Stated goal
Turn the stretch of rows below, from the line containing "Objective — one point per instance of the man" through the end of the rows, into a numbered list with blank lines omitted.

Recorded data
########
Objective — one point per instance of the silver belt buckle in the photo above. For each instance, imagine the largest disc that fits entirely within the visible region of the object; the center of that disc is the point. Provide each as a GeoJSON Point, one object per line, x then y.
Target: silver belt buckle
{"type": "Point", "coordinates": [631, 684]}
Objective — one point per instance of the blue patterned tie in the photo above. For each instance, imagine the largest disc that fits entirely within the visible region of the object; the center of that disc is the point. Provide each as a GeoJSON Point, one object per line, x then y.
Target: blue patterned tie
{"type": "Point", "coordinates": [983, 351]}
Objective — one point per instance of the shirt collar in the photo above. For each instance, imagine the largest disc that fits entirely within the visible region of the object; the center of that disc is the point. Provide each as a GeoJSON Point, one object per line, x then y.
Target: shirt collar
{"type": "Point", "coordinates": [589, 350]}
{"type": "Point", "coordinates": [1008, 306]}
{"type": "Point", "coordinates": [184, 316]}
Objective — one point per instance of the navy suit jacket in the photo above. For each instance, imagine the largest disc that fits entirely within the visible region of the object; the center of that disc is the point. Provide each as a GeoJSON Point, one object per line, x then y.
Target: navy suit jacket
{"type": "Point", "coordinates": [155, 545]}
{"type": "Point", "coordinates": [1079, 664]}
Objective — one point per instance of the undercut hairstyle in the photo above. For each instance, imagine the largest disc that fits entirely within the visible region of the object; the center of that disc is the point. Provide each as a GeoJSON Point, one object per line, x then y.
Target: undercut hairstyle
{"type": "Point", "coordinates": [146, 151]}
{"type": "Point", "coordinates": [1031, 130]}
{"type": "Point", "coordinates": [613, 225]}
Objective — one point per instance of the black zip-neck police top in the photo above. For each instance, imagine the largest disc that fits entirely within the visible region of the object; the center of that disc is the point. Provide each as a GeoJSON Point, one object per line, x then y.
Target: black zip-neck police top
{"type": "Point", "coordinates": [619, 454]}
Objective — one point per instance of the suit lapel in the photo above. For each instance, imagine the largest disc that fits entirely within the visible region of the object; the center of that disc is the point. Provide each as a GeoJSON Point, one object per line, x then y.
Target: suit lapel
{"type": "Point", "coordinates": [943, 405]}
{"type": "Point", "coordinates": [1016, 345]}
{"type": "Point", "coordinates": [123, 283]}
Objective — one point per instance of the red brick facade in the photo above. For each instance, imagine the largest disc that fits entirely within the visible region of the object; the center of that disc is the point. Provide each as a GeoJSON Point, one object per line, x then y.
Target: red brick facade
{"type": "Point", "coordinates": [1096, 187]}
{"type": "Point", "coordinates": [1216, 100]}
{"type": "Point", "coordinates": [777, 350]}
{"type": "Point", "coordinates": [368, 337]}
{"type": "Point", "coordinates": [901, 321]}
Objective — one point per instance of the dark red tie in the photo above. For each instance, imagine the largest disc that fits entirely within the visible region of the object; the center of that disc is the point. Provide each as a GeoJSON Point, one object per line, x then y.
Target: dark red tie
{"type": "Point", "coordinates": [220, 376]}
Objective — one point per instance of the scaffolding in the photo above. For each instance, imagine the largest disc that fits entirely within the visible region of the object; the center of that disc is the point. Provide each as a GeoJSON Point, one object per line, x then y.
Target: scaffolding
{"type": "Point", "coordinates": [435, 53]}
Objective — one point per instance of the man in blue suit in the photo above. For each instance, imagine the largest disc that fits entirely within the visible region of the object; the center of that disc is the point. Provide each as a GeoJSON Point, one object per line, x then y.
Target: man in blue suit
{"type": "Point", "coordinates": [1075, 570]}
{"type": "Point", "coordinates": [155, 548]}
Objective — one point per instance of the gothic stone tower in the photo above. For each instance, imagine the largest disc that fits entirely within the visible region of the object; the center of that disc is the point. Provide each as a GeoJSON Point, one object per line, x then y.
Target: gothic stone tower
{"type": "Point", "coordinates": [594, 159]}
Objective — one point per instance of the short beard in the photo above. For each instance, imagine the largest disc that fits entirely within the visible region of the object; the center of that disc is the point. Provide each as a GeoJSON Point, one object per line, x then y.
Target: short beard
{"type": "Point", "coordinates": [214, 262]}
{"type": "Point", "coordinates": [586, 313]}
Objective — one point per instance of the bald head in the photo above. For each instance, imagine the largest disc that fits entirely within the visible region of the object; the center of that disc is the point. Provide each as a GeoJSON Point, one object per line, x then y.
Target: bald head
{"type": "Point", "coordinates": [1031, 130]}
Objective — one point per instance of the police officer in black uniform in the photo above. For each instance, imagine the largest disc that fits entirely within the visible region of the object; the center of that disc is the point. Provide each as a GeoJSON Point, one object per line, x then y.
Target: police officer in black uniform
########
Correct answer
1. Objective — one point per instance of the man in blue suit in the photo above. For each instance, imagine the largest disc that fits entirely within the visible region of the object; the center of that disc is the point. Provide each as a GeoJSON Point, one object per line, x then y.
2. Target: man in blue suit
3. {"type": "Point", "coordinates": [1075, 570]}
4. {"type": "Point", "coordinates": [155, 548]}
5. Objective — one point per instance of the gothic stone tower in the photo above. For each instance, imagine the largest disc that fits entirely within the visible region of the object; the center of that disc is the point. Provide each as a GeoJSON Point, one object per line, x then y.
6. Target: gothic stone tower
7. {"type": "Point", "coordinates": [594, 159]}
8. Objective — one point per instance of the short beard in the photo above. For each instance, imagine the largest disc that fits entirely within the visible region of the object; the center of that disc is the point. Provide each as a GeoJSON Point, one object per line, x then y.
9. Target: short beard
10. {"type": "Point", "coordinates": [214, 262]}
11. {"type": "Point", "coordinates": [586, 313]}
12. Objective — one point per instance of the bald head in the photo above. For each instance, imagine the largest disc that fits entirely within the visible region of the object; the center of that disc is the point. Provide each as a GeoJSON Point, one object per line, x then y.
13. Target: bald head
14. {"type": "Point", "coordinates": [1031, 130]}
15. Objective — one point per instance of the police officer in black uniform in the photo above. For each instance, imagine the largest disc that fits entirely within the visible region of the object; the center of that disc is the point. Provide each as a GeoJSON Point, one object per line, x then y.
16. Target: police officer in black uniform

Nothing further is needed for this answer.